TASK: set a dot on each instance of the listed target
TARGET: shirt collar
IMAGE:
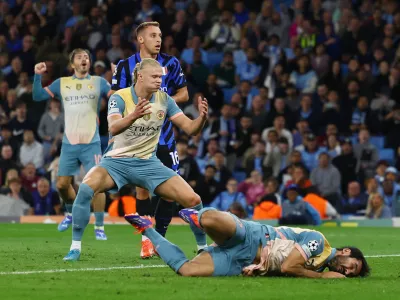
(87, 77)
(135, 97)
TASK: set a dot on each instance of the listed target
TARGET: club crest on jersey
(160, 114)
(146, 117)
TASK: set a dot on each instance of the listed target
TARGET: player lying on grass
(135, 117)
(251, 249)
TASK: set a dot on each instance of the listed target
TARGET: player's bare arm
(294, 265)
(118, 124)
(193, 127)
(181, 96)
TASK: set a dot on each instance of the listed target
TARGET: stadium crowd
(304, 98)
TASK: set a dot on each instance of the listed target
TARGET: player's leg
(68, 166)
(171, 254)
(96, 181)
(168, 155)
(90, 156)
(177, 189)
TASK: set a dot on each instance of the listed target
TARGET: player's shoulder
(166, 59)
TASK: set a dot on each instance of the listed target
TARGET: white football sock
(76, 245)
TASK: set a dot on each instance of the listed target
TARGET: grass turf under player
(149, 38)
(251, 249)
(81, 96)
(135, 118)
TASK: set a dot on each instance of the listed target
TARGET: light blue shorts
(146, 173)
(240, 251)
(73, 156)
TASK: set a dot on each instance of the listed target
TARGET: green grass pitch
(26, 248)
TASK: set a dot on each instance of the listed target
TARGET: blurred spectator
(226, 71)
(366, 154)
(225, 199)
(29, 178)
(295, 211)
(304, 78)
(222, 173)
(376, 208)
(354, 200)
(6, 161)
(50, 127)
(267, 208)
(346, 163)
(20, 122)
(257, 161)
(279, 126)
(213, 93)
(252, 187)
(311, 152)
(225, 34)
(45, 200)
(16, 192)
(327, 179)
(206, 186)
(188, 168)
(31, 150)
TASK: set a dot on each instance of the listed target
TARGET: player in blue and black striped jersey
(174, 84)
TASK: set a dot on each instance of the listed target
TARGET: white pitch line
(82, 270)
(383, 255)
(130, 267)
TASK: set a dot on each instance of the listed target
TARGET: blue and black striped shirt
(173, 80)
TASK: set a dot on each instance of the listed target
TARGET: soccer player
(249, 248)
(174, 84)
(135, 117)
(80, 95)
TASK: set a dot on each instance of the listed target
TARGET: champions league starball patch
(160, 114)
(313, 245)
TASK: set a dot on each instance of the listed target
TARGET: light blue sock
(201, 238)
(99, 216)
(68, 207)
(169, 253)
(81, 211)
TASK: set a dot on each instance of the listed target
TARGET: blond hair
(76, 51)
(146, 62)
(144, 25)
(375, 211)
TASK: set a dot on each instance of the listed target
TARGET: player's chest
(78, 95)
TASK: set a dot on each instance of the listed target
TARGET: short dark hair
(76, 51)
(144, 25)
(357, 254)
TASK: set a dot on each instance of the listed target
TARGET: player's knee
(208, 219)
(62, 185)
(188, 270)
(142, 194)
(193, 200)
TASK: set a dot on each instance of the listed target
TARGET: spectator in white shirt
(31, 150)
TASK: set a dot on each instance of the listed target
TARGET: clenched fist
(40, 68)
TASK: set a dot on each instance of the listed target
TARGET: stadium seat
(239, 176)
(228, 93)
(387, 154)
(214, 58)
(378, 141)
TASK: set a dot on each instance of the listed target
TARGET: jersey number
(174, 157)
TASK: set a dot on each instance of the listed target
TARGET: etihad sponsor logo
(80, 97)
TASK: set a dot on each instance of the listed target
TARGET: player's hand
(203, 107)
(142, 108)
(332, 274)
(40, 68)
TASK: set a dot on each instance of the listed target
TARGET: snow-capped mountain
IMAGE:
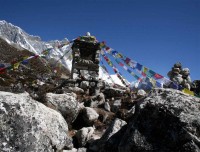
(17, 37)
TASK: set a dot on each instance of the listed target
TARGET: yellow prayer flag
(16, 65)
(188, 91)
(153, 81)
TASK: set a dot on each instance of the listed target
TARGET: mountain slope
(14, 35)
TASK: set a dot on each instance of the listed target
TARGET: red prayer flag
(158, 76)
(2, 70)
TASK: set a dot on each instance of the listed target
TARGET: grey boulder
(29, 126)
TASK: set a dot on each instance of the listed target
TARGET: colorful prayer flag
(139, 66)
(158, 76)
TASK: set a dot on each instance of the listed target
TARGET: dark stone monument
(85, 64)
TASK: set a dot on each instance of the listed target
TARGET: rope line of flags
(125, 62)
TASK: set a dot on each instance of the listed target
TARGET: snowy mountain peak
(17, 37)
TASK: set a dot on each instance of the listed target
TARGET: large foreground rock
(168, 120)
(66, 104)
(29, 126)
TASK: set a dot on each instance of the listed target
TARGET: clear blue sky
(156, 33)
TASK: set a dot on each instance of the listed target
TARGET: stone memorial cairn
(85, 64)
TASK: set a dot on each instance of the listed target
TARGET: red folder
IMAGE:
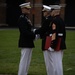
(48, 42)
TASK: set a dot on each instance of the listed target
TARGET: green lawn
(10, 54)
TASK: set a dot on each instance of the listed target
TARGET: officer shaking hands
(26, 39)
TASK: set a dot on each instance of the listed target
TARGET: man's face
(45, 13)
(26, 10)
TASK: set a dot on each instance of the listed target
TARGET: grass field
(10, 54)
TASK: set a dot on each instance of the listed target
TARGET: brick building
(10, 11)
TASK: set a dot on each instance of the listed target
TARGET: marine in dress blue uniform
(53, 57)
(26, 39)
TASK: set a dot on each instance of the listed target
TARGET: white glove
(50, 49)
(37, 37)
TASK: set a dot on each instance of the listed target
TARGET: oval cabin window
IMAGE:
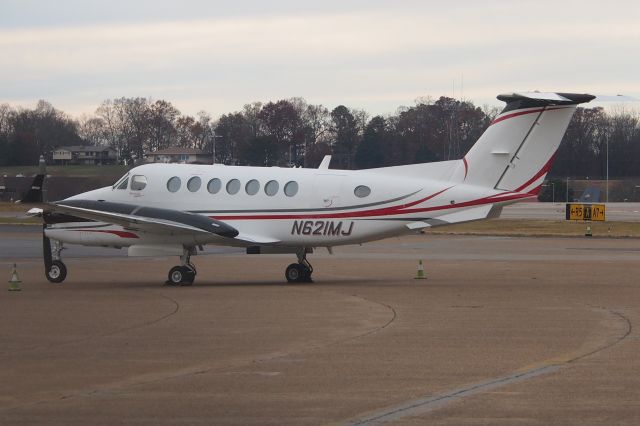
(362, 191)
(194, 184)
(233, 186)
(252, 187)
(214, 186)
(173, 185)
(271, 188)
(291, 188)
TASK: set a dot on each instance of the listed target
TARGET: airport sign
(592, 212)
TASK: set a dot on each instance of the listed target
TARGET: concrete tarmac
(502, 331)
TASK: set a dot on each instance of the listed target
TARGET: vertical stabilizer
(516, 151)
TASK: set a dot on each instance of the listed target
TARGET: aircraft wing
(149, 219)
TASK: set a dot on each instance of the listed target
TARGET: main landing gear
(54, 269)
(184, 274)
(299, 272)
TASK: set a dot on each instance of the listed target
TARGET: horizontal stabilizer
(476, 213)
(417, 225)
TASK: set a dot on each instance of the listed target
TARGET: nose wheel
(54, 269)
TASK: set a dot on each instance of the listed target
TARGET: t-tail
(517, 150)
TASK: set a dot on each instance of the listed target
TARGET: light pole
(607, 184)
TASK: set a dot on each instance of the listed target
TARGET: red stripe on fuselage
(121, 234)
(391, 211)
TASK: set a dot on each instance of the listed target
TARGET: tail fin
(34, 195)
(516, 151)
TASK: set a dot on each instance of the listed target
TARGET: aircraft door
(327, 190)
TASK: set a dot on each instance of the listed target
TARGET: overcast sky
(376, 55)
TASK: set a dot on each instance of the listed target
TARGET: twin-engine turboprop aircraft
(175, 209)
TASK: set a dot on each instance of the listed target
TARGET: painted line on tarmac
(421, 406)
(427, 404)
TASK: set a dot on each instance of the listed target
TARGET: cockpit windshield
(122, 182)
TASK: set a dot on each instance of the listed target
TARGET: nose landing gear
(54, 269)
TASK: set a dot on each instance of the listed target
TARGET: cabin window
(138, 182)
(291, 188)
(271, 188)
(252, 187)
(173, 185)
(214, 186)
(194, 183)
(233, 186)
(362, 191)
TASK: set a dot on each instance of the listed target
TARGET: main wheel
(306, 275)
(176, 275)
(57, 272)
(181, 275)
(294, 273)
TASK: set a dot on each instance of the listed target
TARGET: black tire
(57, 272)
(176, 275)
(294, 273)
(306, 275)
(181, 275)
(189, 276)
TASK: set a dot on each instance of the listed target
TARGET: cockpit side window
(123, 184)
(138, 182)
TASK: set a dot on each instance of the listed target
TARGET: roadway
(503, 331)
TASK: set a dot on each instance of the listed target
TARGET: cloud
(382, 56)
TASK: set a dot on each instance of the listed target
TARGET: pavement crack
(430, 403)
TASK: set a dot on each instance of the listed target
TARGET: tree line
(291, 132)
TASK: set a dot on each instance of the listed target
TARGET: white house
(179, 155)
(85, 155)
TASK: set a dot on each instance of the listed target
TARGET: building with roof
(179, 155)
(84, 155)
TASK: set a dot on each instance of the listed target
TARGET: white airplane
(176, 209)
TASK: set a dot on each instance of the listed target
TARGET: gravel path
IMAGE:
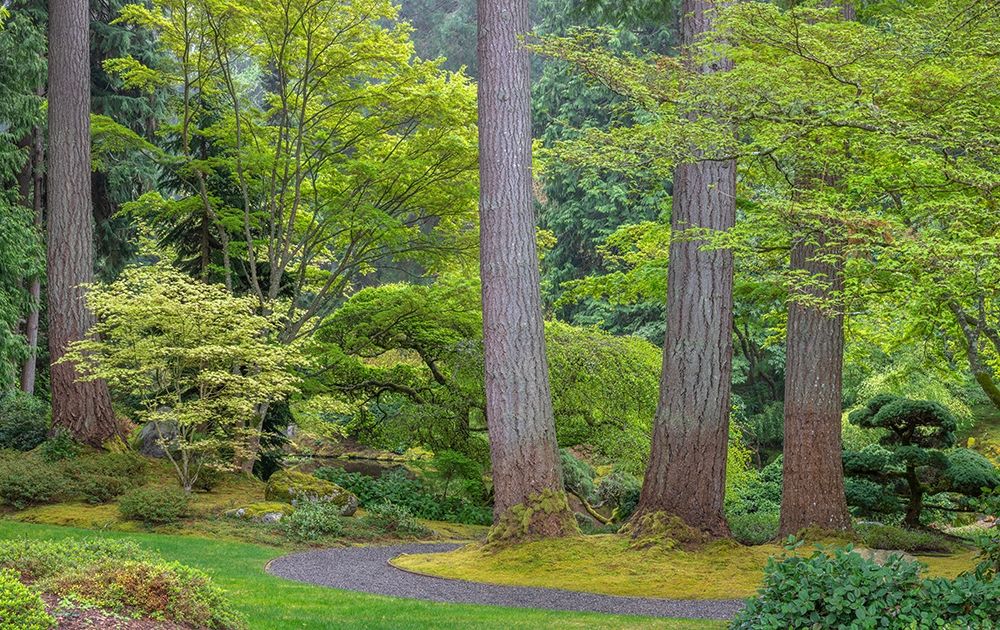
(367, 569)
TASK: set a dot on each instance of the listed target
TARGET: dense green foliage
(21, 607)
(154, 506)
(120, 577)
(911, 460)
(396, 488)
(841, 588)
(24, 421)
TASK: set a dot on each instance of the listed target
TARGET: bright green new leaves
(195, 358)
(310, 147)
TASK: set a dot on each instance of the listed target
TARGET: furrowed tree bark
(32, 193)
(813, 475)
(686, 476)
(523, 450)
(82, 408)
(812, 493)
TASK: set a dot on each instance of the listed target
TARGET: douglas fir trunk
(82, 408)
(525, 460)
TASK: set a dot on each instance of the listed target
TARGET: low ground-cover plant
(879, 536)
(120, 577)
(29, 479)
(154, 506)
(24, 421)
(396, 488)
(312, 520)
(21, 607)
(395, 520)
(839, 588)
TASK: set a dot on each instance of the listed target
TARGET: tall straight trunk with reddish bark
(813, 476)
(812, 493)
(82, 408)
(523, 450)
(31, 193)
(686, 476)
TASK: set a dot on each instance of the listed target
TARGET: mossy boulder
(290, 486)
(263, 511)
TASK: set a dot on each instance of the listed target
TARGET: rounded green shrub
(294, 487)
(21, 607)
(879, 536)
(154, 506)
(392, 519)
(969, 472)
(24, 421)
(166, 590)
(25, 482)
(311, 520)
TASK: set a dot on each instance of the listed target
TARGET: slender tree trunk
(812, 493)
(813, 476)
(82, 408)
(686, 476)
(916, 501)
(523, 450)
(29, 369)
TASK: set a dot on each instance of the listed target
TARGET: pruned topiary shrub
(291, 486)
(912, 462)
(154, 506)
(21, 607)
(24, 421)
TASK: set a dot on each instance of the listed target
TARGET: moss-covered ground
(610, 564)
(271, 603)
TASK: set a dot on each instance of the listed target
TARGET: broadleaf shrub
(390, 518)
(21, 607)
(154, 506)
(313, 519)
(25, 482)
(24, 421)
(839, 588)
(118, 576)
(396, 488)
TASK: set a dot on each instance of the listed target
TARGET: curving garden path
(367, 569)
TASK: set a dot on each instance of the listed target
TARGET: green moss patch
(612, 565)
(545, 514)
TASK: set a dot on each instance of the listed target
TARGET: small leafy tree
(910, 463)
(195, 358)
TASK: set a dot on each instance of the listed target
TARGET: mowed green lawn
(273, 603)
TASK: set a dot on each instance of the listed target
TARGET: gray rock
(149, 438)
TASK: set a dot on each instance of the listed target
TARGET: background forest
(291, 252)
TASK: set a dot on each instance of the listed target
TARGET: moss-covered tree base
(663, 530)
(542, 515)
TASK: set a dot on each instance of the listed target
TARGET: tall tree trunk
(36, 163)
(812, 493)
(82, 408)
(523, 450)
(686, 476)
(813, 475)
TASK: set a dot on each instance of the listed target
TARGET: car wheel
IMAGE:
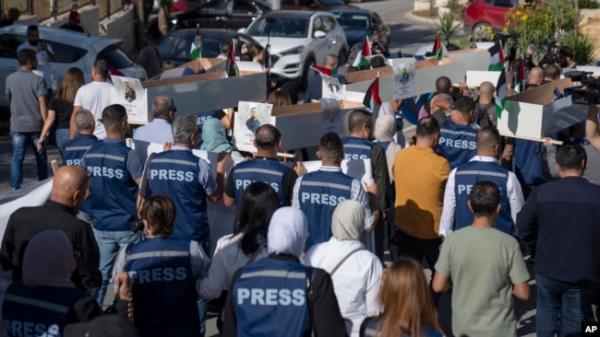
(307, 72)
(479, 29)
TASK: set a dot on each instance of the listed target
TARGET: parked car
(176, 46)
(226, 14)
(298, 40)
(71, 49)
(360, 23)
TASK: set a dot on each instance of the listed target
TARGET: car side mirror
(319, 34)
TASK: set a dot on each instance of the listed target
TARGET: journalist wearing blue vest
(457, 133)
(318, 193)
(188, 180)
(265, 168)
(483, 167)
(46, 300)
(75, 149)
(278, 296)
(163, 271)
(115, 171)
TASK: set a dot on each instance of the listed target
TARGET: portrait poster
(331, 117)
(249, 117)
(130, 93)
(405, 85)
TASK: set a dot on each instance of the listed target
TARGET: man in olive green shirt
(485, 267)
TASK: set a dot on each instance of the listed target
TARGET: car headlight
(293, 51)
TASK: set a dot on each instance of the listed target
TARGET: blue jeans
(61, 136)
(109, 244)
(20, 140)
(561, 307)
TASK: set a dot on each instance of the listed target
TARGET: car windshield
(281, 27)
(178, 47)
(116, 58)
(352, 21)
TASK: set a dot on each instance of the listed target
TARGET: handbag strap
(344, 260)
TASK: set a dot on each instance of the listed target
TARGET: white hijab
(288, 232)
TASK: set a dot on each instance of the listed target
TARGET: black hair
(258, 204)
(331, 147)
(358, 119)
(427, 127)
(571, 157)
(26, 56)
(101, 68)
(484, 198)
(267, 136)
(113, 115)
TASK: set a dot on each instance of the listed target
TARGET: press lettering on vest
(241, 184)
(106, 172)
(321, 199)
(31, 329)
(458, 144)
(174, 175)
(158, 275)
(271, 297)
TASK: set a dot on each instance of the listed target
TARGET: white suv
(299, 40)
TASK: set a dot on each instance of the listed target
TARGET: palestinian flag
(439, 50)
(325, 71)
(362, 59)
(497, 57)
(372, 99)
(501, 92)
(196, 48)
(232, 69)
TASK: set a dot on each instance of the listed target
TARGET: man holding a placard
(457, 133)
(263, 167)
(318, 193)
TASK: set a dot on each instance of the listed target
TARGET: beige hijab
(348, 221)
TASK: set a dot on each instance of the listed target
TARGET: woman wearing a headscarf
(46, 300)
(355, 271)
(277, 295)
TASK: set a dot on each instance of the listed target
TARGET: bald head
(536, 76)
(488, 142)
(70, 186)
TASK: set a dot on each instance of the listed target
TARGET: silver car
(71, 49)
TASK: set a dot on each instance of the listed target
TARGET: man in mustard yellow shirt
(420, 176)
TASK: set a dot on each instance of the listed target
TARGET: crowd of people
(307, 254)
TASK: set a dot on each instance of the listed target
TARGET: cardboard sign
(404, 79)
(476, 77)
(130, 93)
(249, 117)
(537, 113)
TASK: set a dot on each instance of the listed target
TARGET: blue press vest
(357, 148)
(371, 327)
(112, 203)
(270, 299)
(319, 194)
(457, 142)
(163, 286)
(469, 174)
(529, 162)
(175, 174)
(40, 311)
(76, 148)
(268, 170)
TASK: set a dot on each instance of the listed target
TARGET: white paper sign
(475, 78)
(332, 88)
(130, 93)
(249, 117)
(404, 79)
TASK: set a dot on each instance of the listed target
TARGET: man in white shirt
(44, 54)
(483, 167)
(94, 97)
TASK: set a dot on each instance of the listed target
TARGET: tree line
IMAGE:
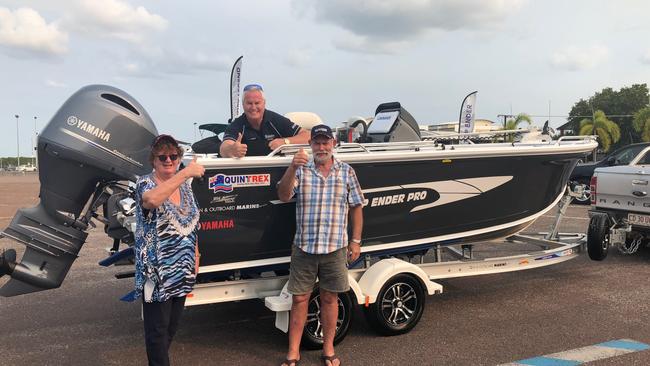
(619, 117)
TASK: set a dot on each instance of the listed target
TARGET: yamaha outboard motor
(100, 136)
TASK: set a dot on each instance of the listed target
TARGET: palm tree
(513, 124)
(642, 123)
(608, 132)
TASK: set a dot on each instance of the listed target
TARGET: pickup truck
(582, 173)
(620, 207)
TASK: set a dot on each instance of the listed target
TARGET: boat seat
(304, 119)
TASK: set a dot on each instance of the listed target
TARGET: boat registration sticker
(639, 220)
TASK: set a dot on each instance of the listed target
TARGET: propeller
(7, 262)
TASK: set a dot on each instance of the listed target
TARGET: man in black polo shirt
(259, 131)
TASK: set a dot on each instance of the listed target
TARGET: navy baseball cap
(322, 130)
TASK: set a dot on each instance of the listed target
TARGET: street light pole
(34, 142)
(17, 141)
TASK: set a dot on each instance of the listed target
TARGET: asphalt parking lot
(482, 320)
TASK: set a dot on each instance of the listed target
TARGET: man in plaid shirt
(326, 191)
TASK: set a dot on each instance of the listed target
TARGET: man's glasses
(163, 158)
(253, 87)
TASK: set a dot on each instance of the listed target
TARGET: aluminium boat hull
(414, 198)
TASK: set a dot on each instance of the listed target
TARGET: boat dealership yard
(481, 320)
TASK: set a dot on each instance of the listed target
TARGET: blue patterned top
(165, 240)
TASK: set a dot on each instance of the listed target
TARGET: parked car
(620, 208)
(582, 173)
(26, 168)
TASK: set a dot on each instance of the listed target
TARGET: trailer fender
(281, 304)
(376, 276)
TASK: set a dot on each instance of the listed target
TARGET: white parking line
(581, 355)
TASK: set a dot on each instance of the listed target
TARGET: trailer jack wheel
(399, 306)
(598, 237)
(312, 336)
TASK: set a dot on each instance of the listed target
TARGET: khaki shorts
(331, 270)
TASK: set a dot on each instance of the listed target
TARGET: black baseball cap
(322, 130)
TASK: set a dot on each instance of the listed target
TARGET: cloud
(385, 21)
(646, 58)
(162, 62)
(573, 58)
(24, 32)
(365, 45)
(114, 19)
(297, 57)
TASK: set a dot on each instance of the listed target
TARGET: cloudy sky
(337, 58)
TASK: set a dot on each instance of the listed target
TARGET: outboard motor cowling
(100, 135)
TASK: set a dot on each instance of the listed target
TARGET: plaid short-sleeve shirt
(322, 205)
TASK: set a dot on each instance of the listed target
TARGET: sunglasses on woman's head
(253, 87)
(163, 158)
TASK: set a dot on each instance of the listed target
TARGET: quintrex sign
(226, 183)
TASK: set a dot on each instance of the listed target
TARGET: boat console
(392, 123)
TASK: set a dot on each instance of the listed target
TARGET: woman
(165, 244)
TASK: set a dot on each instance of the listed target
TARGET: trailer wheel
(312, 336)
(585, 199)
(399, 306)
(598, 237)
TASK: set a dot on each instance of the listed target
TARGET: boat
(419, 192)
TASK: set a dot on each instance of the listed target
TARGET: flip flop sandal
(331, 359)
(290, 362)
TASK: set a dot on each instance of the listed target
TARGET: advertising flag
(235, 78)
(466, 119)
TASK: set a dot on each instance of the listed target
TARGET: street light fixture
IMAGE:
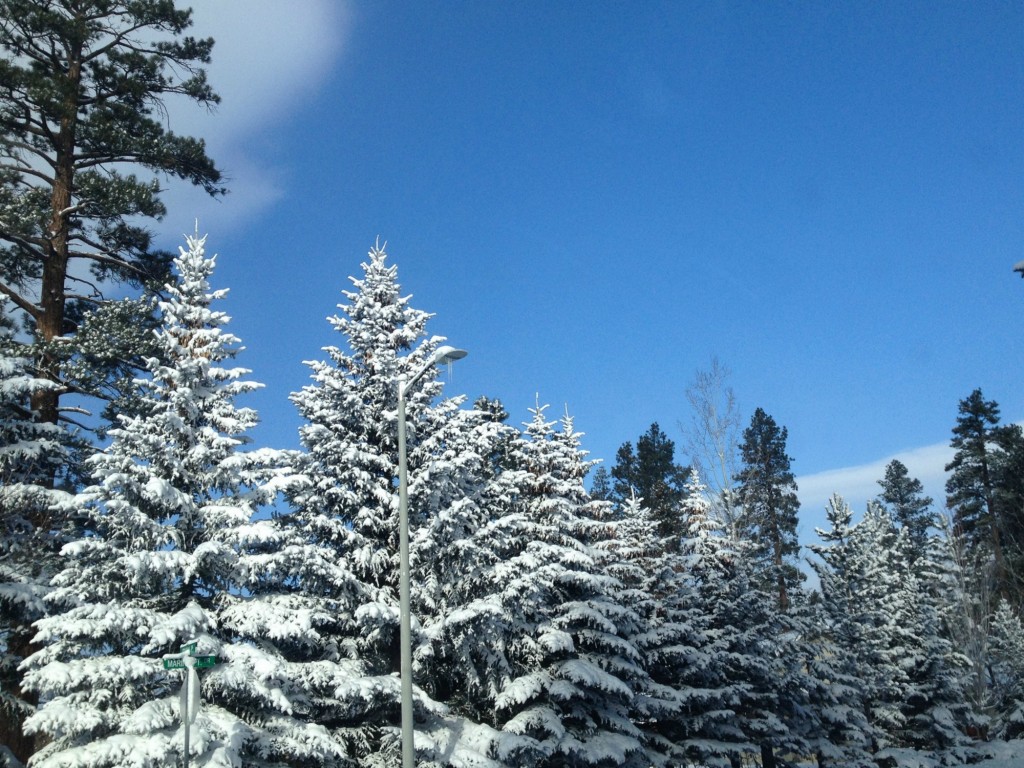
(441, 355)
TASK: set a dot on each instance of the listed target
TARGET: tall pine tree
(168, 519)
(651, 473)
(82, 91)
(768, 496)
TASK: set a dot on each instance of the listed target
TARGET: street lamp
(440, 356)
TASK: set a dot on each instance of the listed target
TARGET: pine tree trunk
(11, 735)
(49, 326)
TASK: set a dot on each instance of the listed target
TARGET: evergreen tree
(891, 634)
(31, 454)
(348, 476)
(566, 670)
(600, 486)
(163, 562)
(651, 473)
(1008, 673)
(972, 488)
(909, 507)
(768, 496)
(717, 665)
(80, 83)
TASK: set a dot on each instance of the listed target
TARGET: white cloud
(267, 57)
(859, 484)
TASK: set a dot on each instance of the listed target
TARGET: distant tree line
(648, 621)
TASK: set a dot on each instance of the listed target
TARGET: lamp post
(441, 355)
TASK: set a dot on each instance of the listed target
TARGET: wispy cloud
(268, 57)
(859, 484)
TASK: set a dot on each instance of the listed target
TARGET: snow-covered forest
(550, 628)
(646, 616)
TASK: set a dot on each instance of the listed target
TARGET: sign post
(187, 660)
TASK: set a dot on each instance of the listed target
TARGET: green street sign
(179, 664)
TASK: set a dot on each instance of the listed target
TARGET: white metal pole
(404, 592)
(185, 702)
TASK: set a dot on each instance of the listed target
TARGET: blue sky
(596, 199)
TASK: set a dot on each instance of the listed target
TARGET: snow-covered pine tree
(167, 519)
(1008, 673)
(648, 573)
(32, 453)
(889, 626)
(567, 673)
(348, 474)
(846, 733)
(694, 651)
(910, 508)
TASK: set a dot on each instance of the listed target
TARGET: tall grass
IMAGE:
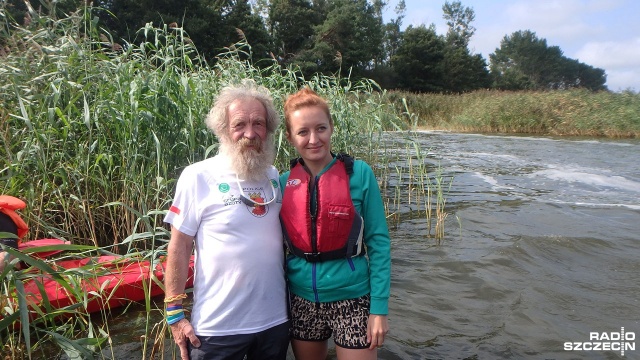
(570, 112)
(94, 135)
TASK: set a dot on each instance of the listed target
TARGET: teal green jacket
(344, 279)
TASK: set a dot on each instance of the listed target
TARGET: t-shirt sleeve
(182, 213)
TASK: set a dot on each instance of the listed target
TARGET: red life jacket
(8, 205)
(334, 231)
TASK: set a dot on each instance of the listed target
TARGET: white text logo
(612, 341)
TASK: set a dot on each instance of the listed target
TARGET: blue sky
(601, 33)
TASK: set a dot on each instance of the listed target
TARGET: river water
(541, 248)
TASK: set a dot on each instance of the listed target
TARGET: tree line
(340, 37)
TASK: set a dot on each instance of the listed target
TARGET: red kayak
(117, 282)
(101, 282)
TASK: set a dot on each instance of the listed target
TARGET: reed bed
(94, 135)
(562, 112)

================================

## EXERCISE PROMPT
Count the lines in the rows above that contain the string "baseball", treating case as significant, and reply with the number only.

## SOLUTION TO THIS EXERCISE
2